→ Work to do:
- A) Reproduce word for word the part of the file paths text starting at "There are numerous" and ending at "access to everything.".
- B) Answer these questions using the file paths text:
(i) Which file synchronization system does the text name as an example?
(ii) Which key must be held while right-clicking a file in Windows Explorer to get the extra option that copies its path?
(iii) Which Outlook option now offers a most-recently-used files list?

→ Document segment:
----

Allowing users to save stuff to their local hard disk was also often a good way of helping them lose data, as there probably won’t be a backup of the most important files that the user has stuffed somewhere in their own twisted hierarchy of files & folders.
There are numerous ways for users to be blocked from saving stuff to their own PC, forcing them instead to put data onto some networked share. App designers – especially “modern” apps in Windows, or mobile apps meant for other platforms like iPad or Android – may present a simplified UI to guide users to put stuff in commonly referenced folders by default, and hide access to any off-piste areas too.
Fortunately, with file synchronisation systems like OneDrive, it’s very easy to both write data to the local machine and also to sync it with the cloud, more-or-less immediately. These solutions mean you put stuff on your own PC’s file system, but nothing you write to it will be orphaned there – so if you move to another PC, or your machine gets wiped or lost, you’ve still got access to everything.
When dealing with any files that are also synched somewhere, it’s often handy to get the path that either points to the location of the file (to save you clicking through the hierarchy to arrive at it), or indeed directly to the file itself…
Right-clicking within the most-recently-used files list from the File menu in Office apps often gives you the chance to open the location of the file or copy its path to the clipboard, for later consumption, like pasting a link into email (though with the Attach File option in Outlook now offering a most recently-used files list, it may be unnecessary to grub around looking for where the file is – just click the list to add it).
Still the most useful hidden command, some say, is the Copy as path option. Right-click a file in Windows Explorer, and you’ll see a bunch of context-sensitive stuff you can do.
Hold SHIFT while you right-click the file, and you’ll get an extra option to copy its path (in fact, the full filename including its path) to the clipboard, for future use. Once you remember this neat shortcut, you’ll use it far more often than you’d think – especially if you deal with inserting images into web pages, emails etc.

----

→ Material:
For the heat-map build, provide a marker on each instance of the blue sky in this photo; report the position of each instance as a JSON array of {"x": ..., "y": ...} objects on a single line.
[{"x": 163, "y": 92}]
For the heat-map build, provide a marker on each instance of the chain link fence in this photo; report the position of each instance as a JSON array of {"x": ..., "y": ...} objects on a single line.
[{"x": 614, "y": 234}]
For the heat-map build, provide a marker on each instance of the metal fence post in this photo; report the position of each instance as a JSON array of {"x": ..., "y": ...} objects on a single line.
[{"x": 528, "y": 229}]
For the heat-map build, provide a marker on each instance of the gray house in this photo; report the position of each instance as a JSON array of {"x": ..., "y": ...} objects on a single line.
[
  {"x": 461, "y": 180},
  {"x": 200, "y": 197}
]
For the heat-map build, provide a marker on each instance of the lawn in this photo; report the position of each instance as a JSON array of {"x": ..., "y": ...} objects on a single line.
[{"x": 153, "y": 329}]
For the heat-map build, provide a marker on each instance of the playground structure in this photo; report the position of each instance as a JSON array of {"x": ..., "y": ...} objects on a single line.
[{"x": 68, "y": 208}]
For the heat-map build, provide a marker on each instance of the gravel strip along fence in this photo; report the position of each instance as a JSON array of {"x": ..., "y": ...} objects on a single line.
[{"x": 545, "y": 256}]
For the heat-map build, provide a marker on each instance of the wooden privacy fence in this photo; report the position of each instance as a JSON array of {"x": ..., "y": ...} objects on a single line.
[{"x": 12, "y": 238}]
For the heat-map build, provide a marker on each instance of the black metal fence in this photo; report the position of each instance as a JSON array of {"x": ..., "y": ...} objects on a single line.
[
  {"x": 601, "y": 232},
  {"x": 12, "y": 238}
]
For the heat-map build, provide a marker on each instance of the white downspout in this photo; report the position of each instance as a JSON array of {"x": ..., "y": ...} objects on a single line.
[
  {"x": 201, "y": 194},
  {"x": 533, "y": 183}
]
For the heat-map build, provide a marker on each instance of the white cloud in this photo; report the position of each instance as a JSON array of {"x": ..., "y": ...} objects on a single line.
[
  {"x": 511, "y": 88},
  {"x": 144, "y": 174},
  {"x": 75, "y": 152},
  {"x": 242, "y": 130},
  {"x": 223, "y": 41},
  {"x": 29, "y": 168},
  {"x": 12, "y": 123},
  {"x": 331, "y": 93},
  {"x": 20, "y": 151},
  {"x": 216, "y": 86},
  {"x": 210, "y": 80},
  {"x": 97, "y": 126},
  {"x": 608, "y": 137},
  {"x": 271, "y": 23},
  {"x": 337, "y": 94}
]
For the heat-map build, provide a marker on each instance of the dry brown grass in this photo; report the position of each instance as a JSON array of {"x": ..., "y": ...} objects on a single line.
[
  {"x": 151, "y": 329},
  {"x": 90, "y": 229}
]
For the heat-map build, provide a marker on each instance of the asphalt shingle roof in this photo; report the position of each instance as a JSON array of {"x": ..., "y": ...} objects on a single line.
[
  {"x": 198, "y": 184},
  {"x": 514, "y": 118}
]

----

→ Solution set:
- A)
There are numerous ways for users to be blocked from saving stuff to their own PC, forcing them instead to put data onto some networked share. App designers – especially “modern” apps in Windows, or mobile apps meant for other platforms like iPad or Android – may present a simplified UI to guide users to put stuff in commonly referenced folders by default, and hide access to any off-piste areas too.
Fortunately, with file synchronisation systems like OneDrive, it’s very easy to both write data to the local machine and also to sync it with the cloud, more-or-less immediately. These solutions mean you put stuff on your own PC’s file system, but nothing you write to it will be orphaned there – so if you move to another PC, or your machine gets wiped or lost, you’ve still got access to everything.

- B)
(i) OneDrive.
(ii) The SHIFT key.
(iii) The Attach File option.